(Stored records)
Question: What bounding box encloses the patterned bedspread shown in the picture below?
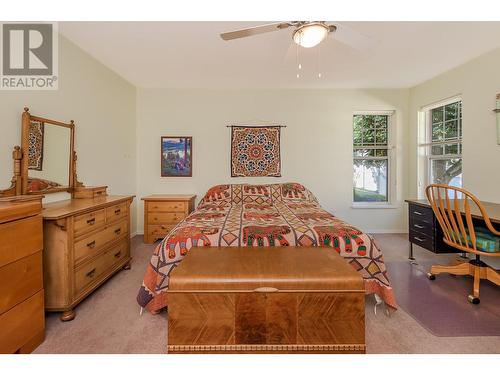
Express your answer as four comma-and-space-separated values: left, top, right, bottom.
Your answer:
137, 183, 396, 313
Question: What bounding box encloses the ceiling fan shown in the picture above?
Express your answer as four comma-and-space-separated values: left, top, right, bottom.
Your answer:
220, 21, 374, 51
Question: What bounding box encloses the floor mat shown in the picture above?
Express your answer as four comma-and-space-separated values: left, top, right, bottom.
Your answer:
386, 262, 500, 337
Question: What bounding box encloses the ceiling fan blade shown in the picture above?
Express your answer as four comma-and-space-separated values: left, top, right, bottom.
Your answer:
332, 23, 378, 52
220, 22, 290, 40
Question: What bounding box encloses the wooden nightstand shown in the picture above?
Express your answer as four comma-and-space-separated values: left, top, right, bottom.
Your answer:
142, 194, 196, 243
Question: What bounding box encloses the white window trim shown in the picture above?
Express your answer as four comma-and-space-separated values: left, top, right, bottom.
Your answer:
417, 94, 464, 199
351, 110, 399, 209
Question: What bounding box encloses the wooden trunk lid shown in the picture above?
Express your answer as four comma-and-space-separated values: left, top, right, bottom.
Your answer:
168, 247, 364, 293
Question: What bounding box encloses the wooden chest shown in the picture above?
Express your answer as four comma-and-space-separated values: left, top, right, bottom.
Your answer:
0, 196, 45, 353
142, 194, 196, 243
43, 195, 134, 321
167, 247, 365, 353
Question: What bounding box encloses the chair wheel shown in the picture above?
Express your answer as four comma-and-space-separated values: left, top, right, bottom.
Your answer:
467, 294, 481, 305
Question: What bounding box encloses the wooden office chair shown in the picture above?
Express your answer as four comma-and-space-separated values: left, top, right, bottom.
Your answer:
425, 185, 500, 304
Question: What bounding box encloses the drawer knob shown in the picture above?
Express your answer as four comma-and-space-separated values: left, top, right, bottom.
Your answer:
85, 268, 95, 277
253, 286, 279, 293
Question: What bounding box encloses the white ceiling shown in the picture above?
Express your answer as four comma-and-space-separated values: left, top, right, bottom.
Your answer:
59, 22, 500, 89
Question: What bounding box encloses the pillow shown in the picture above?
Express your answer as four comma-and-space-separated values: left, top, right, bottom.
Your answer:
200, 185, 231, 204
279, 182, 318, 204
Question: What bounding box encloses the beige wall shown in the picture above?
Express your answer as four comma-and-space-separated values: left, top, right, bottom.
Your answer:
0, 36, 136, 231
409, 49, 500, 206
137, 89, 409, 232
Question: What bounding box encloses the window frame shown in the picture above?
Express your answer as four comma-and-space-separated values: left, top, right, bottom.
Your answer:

CHALLENGE: Copy every entry above line for line, omitting the picture.

THE RESPONSE:
Question: What bounding box encloses the patterned bedspread shown in the picture below?
Express your answer as four comma-and-space-separated values: left, top, right, bottom.
Your answer:
137, 183, 396, 313
Question: What bounding box encloses the ceiling fan shown in the picture above?
Express your answer as four comma-and-space-separated values: left, top, right, bottom.
Your answer:
220, 21, 374, 51
Question: What bounding box encloses the floor mat shown in the picture above?
Express your answer as four comma-and-space-separated values: left, top, right, bottom.
Your answer:
386, 262, 500, 337
Question: What bounding box encloses the ceiling fan blade shown in the picture above?
Express your answer as four comma-and-space-separated values: left, top, right, bottom.
Your answer:
332, 23, 378, 52
220, 22, 290, 40
Question: What bounding box encloses the wooden nightstand shown in the picture above?
Express your answer as four comma-and-space-separated values: left, top, right, bottom.
Your answer:
142, 194, 196, 243
Question: What bounding box encloses the white window trim shown in the picture above?
Express your answer as four comma-and-space-separated values: left, top, right, bottom.
Your answer:
417, 94, 464, 199
351, 110, 399, 209
Question: What bounding box encloses the wooden trunk lid shown in the picture above?
Express your answer as four comma-and-space-separated values: left, top, right, bottom.
Your answer:
168, 247, 364, 293
Question: What bounding box encloses the wooden chest shown in the picture above?
Express your answer as four comma-and-space-separated values: left, top, right, bottom.
Your answer:
0, 196, 45, 353
142, 194, 196, 243
43, 195, 134, 321
167, 247, 365, 353
Question: What bounding box encloses the chair wheel shown in the picture above?
Express your answer as four comma-and-space-separated values: left, top, right, bottom.
Your answer:
467, 294, 481, 305
Question: What bounding box encloses the wooden office chair shown in the picture above?
Express your answer as four comma-and-space-separated values: left, top, right, bottom.
Your answer:
425, 185, 500, 304
Question: What bounding box encloses the drawer knob shown in the picture above?
Express your answer as four comma-and-space-separated values: left, top, right, bottom.
Your answer:
85, 268, 95, 277
253, 286, 279, 293
Question: What bounding box encloses the white ceiling shown in the picture above?
Express your answer as four comma-and-space-separated values: left, top, right, bottom.
Your answer:
59, 22, 500, 89
Question: What bounding box encloses the pillow shown in the picture above?
Express your answer as four comma-and-space-separated values: left, top, right, bottom.
Your answer:
200, 185, 231, 204
279, 182, 318, 204
Question: What bounding box encloses the beige wall shown in the picture above?
Express your answer as four comma-and-space-separated values: left, top, right, bottom.
Your answer:
0, 36, 136, 231
409, 49, 500, 206
137, 89, 409, 232
Question: What bounding box encloses the window frame shown in the picture above?
Express your answer as four comma-and-space-separated values: left, top, right, bottom.
Your answer:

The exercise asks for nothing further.